• Material for the task:
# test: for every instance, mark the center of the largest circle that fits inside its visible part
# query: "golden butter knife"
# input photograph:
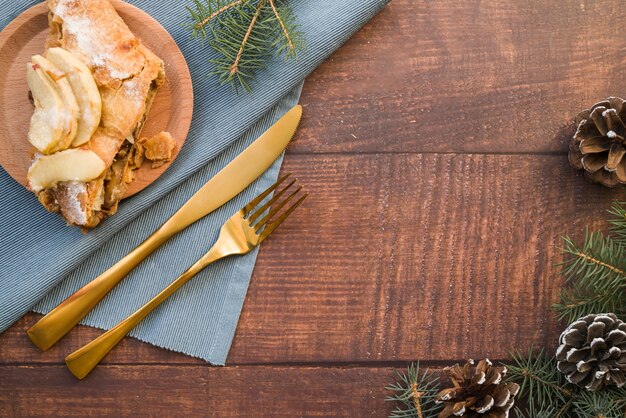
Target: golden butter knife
(225, 185)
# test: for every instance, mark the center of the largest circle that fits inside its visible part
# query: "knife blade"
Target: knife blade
(240, 172)
(225, 185)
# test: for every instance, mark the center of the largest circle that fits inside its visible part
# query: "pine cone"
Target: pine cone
(598, 147)
(592, 352)
(477, 392)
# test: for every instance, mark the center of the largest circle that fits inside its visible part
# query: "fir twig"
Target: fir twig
(234, 68)
(215, 14)
(415, 392)
(244, 34)
(539, 380)
(596, 273)
(282, 25)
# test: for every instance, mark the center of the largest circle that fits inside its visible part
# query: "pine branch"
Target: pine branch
(216, 14)
(603, 404)
(415, 392)
(596, 274)
(544, 387)
(244, 34)
(539, 380)
(618, 222)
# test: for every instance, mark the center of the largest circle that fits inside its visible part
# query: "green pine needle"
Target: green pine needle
(415, 392)
(596, 274)
(606, 404)
(244, 34)
(545, 389)
(539, 380)
(618, 222)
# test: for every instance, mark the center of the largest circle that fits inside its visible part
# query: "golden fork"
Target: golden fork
(245, 230)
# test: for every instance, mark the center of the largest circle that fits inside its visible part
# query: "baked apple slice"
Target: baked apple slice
(85, 90)
(47, 124)
(74, 164)
(64, 89)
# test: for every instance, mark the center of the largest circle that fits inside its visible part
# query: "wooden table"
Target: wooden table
(434, 147)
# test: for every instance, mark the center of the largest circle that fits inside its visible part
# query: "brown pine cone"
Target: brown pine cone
(598, 147)
(592, 352)
(478, 392)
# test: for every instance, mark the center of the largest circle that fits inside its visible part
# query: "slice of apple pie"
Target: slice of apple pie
(92, 90)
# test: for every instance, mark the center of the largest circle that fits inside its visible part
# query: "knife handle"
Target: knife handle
(59, 321)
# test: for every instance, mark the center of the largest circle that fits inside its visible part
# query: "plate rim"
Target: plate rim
(185, 84)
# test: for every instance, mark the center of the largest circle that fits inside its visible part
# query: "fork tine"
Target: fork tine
(259, 198)
(254, 216)
(272, 226)
(275, 210)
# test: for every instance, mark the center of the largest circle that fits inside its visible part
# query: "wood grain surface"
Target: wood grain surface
(25, 36)
(433, 145)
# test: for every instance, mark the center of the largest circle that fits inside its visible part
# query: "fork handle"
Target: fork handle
(83, 360)
(59, 321)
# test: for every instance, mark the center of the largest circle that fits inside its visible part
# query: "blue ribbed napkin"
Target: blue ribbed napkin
(42, 261)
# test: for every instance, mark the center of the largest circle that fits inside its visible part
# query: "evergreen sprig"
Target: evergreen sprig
(244, 34)
(542, 386)
(595, 272)
(415, 392)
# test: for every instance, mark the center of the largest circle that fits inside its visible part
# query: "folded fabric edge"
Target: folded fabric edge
(218, 353)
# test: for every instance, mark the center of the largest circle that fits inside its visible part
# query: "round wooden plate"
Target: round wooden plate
(25, 36)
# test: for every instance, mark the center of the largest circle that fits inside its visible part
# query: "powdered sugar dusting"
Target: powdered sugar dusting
(83, 28)
(72, 207)
(134, 92)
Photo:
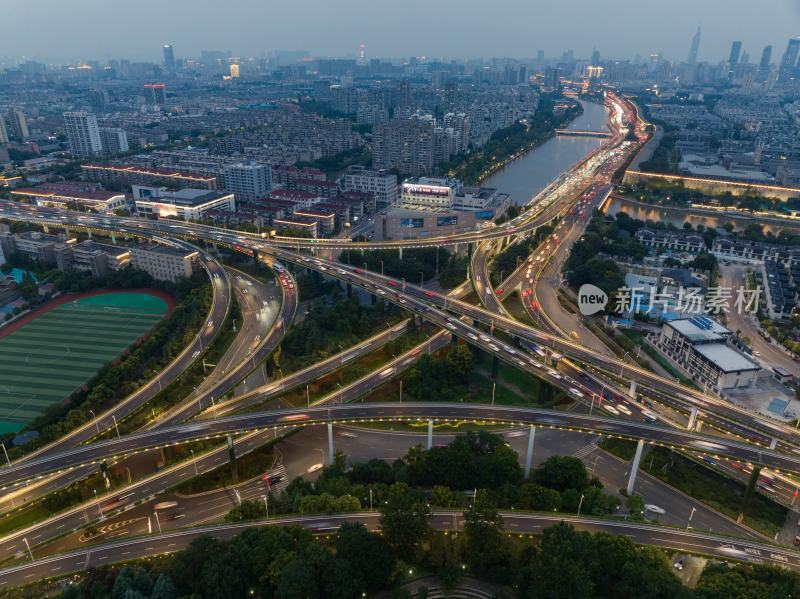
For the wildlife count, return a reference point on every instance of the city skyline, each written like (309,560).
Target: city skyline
(447,31)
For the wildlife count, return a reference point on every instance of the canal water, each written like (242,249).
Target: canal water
(526,177)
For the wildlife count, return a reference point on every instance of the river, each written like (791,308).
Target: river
(529,175)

• Directions: From the data, work out how many lines include the word "return"; the reply is that number and nothing else.

• Answer section: 3